[Rows from a pointing dataset]
-- START --

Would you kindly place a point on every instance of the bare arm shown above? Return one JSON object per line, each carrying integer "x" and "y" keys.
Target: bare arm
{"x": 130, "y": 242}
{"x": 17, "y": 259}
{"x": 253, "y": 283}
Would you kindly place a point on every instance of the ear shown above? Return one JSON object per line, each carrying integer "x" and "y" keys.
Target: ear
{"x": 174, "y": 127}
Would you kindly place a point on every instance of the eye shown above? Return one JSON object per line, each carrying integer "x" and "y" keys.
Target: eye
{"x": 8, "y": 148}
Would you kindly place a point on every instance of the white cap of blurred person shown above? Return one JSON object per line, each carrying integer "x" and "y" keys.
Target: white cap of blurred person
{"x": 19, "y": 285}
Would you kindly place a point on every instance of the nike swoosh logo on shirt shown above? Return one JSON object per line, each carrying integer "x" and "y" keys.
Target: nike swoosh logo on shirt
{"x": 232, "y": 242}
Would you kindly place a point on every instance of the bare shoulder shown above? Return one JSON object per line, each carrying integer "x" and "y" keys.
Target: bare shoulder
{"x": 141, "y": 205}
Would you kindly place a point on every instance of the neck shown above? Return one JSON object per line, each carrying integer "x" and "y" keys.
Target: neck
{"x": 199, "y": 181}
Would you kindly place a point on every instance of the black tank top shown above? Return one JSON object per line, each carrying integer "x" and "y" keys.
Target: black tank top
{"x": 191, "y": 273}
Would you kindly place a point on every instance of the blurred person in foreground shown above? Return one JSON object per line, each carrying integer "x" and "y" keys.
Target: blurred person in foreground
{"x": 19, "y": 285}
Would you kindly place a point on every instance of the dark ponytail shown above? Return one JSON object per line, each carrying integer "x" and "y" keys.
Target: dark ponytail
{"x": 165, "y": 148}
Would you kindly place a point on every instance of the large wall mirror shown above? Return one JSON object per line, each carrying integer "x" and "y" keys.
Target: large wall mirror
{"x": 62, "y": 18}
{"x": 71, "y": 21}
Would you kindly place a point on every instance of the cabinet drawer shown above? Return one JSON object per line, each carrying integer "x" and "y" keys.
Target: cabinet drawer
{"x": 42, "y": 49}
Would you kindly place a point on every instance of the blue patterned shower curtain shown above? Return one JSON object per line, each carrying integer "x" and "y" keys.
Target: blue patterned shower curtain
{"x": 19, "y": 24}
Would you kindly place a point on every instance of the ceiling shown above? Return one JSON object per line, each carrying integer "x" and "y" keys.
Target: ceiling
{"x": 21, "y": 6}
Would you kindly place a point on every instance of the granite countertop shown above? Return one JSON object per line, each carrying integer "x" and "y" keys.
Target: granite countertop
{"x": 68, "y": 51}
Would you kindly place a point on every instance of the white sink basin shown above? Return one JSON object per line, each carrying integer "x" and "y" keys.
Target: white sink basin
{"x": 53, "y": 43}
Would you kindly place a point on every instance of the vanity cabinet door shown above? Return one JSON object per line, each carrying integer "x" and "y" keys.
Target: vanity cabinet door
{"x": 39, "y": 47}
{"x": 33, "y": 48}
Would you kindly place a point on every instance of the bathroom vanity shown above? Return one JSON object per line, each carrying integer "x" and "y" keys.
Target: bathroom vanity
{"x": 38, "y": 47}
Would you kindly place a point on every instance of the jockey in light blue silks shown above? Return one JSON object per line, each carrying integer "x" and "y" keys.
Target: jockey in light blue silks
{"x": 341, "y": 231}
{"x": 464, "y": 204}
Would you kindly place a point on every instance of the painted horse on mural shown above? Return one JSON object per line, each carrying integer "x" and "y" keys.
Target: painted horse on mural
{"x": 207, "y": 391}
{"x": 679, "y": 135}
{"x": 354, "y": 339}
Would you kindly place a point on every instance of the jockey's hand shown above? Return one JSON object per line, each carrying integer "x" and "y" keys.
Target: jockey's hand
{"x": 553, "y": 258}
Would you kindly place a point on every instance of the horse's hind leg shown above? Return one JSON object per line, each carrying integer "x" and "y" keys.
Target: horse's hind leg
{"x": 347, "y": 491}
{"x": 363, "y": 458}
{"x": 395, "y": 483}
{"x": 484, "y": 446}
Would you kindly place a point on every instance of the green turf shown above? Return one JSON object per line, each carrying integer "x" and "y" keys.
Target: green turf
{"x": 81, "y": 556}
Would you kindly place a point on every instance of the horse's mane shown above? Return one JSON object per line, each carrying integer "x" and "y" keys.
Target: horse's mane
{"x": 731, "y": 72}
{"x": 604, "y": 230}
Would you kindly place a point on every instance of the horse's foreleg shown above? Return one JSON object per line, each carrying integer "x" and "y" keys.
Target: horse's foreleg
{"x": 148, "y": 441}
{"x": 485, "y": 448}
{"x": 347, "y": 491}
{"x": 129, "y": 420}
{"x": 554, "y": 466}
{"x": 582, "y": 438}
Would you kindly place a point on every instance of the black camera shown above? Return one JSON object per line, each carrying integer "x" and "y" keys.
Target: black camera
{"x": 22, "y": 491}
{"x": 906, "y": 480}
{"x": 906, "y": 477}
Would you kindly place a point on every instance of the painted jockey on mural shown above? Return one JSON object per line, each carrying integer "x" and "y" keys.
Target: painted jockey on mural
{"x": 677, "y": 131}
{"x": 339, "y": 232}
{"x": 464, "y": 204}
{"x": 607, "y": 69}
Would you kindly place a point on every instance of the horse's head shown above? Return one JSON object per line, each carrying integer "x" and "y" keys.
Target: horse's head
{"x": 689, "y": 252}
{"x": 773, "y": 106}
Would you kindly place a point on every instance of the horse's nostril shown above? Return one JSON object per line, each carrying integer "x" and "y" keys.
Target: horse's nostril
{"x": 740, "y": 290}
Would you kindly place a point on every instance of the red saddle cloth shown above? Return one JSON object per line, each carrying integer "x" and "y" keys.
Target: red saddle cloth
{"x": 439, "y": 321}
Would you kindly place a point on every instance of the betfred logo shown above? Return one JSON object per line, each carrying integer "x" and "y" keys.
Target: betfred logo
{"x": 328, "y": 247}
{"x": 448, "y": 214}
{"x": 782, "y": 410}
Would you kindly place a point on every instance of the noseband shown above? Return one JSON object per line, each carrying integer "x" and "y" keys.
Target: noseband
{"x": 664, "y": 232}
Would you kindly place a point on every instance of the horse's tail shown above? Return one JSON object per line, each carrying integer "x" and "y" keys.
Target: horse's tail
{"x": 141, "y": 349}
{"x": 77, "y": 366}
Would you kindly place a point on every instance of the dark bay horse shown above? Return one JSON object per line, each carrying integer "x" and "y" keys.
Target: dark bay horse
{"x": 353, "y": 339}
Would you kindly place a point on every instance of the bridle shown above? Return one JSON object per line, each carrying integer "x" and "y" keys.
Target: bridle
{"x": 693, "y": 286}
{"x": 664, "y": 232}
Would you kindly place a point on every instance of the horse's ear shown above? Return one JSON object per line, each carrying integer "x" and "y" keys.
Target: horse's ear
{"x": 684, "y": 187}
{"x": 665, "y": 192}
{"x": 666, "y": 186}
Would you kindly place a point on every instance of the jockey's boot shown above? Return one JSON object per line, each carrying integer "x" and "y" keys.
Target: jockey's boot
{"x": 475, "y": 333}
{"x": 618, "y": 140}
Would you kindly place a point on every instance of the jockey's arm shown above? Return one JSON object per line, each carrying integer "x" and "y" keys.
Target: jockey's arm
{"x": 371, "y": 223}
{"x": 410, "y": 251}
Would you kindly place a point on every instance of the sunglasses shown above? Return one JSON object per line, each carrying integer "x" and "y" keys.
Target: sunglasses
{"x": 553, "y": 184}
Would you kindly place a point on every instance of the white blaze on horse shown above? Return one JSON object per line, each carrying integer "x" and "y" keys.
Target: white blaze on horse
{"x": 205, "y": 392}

-- END --

_DIRECTIVE_:
Copy each record from above exactly, and include every line.

_TASK OUTPUT_:
Would you kindly place a point on every instance of the bare arm shown above? Return one JSON object per line, each carrying integer "x" and "y" keys.
Target: bare arm
{"x": 130, "y": 242}
{"x": 17, "y": 259}
{"x": 253, "y": 283}
Would you kindly place a point on every instance of the ear shown above? Return one JSON object per line, each carrying integer "x" and "y" keys.
Target: ear
{"x": 174, "y": 127}
Would you kindly place a point on every instance of the eye shown above? Return one JSON object per line, each carrying integer "x" and "y" keys.
Target: eye
{"x": 8, "y": 148}
Would you kindly place a point on every instance of the white cap of blurred person shown above? Return one JSON object per line, each carrying integer "x" and "y" keys.
Target: white cap of blurred person
{"x": 19, "y": 285}
Would you kindly place a point on every instance of the nike swoosh logo on shirt shown above? Return one JSON object per line, each carrying integer "x" and "y" keys.
Target: nike swoosh logo on shirt
{"x": 232, "y": 242}
Would you kindly place a point on every instance of the bare shoulder shown above? Return one JSON object per line, each carrying integer "x" and "y" keys.
Target: bare shoulder
{"x": 141, "y": 205}
Would you kindly place a point on every instance of the neck shown above? Return one JSON object per line, each carrying integer "x" and "y" keys.
Target: neck
{"x": 199, "y": 181}
Would you kindly place a point on every instance of the black tank top shown above? Return one JSON object per line, each carrying integer "x" and "y" keys.
Target: black tank top
{"x": 191, "y": 273}
Would you kindly place a point on every instance of the blurred person in foreground shown above? Return one JSON object per line, each carrying integer "x" and "y" keys.
Target: blurred person in foreground
{"x": 19, "y": 285}
Would you kindly place a point on every instance of the dark ponytail shown above? Return one JSON object per line, each carrying integer "x" and "y" keys.
Target: dark ponytail
{"x": 165, "y": 148}
Would you kindly place a point on every instance of the large wall mirror shown above? Return one JSON object per line, each carrying integer "x" and "y" keys.
Target: large wall mirror
{"x": 62, "y": 18}
{"x": 71, "y": 21}
Would you kindly place a point on every instance of the cabinet drawer shown above? Return one JSON object per line, each carrying integer "x" and "y" keys.
Target: cabinet drawer
{"x": 42, "y": 49}
Would you kindly place a point on every instance of the blue patterned shower curtain shown above? Return one JSON object per line, each carrying integer "x" and "y" keys.
Target: blue patterned shower curtain
{"x": 19, "y": 24}
Would you kindly place a point on every instance of the ceiling shown above? Return one JSON object per line, each carrying integer "x" and "y" keys.
Target: ceiling
{"x": 21, "y": 6}
Would you kindly place a point on every instance of the granite countertop shown above? Return one JSON object per line, each carrying integer "x" and "y" keys.
Target: granite countertop
{"x": 68, "y": 51}
Would you kindly place a point on every instance of the white sink basin shown above? Return one JSON object per line, each carrying integer "x" and "y" keys.
Target: white sink basin
{"x": 53, "y": 43}
Would you kindly place a point on every instance of the vanity cabinet door shown above? Return one JSON object per line, each carrying integer "x" and "y" keys.
Target: vanity cabinet door
{"x": 39, "y": 47}
{"x": 33, "y": 48}
Would you kindly place a point on every instance of the bathroom vanity shown above? Return one JSON object per line, each carrying integer "x" and "y" keys.
Target: bathroom vanity
{"x": 38, "y": 47}
Would you kindly place a point on every instance of the jockey in light blue silks shown above? Return one JSON object per line, each carrying integer "x" and "y" keys.
Target: jockey in light blue silks
{"x": 341, "y": 231}
{"x": 464, "y": 204}
Would you kindly place a point on every instance of the painted horse on mural shown above? Return one JSON object per line, each carrying integer "x" and "y" keys.
Target: painted horse on mural
{"x": 207, "y": 391}
{"x": 679, "y": 135}
{"x": 354, "y": 339}
Would you kindly place a point on every instance of the jockey's hand shown above? Return one JSON object per line, each carrying integer "x" and "y" keys.
Target: jockey's hand
{"x": 553, "y": 258}
Would you kindly place a point on every instance of the horse's hind leg shown above? Return one JSON object per line, each carrying integer "x" and "y" keys.
Target: horse's hind leg
{"x": 347, "y": 491}
{"x": 363, "y": 458}
{"x": 395, "y": 483}
{"x": 484, "y": 446}
Would you kindly place a point on every instance of the green turf shown above? Return one JSON object per line, each carrying integer "x" and "y" keys.
Target: green turf
{"x": 81, "y": 556}
Would you kindly place a point on every instance of the horse's mane shown above? Return one JSON object per line, each carrying integer "x" and "y" keys.
Target: horse's mane
{"x": 731, "y": 72}
{"x": 604, "y": 230}
Would you kindly place a point on every instance of the horse's foreleg shown above? Return one JSON object per line, each carrying integer "x" and "y" keys.
Target: horse's foreleg
{"x": 148, "y": 441}
{"x": 485, "y": 448}
{"x": 347, "y": 491}
{"x": 129, "y": 420}
{"x": 554, "y": 466}
{"x": 582, "y": 438}
Would you kindly place a point on every instance of the black camera shown above? Return one JSON object per line, each carrying integer "x" and "y" keys.
Target: black camera
{"x": 22, "y": 491}
{"x": 906, "y": 480}
{"x": 906, "y": 477}
Would you kindly place a point on every instance of the painted jockey on mural shown above? Return one JSON object per line, each carrying integer "x" and "y" keys.
Target: painted jockey on mural
{"x": 677, "y": 131}
{"x": 339, "y": 232}
{"x": 464, "y": 204}
{"x": 607, "y": 69}
Would you kindly place a point on every instance of the horse's head shown above? Return one JSON object per line, each carrying integer "x" and "y" keys.
Target: horse's head
{"x": 689, "y": 252}
{"x": 773, "y": 106}
Would you kindly place a point on every instance of the horse's nostril shown above? Return one JSON object per line, each carrying integer "x" and "y" keys.
Target: horse's nostril
{"x": 740, "y": 290}
Would you kindly place a point on every instance of the red saddle cloth shown above? Return one JSON object per line, each carrying integer "x" and "y" keys.
Target: red saddle cloth
{"x": 439, "y": 321}
Would you kindly place a point on every instance of the betfred logo shown above? Return one JSON object per line, each carrying integer "x" and "y" keys.
Target: betfred logo
{"x": 328, "y": 247}
{"x": 448, "y": 214}
{"x": 782, "y": 410}
Would you kindly place a point on every instance of the noseband shown above? Return one JSON object per line, each carrying integer "x" and "y" keys.
Target: noseband
{"x": 664, "y": 232}
Would you kindly place a point on every instance of the horse's tail shown above? Return one JSON object per line, each carrying integer "x" and "y" keys.
Target: horse's tail
{"x": 141, "y": 349}
{"x": 77, "y": 366}
Would you kindly place a point on every instance of the dark bay horse shown above? Return one JSON object per line, each carrying integer "x" and "y" keys.
Target: dark bay horse
{"x": 353, "y": 339}
Would you kindly place a point on every instance of the bridle shown above? Return one JSON object per line, each carrying integer "x" and "y" keys.
Target: bridle
{"x": 693, "y": 286}
{"x": 664, "y": 232}
Would you kindly place a point on every instance of the horse's ear shown above? Return one JSON object per line, each carrying integer "x" and "y" keys.
Target: horse's ear
{"x": 684, "y": 187}
{"x": 665, "y": 192}
{"x": 666, "y": 186}
Would you kindly place a point on every instance of the jockey's boot shown above? Return one JSON object per line, each carrying integer "x" and "y" keys.
Target: jockey's boot
{"x": 475, "y": 333}
{"x": 618, "y": 140}
Would you kindly place a point on every instance of the jockey's arm shown above? Return one JSON object per line, each carrying integer "x" and "y" keys.
Target: jockey's arm
{"x": 371, "y": 223}
{"x": 410, "y": 251}
Would you kindly place a point on every instance of the sunglasses shown above? Return one JSON object per line, each carrying integer "x" and "y" keys.
Target: sunglasses
{"x": 553, "y": 184}
Would you kindly place a point on every instance of the white blaze on horse shown above? Return one JSON object per line, each carrying integer "x" and "y" keys.
Target: white blaze on horse
{"x": 205, "y": 392}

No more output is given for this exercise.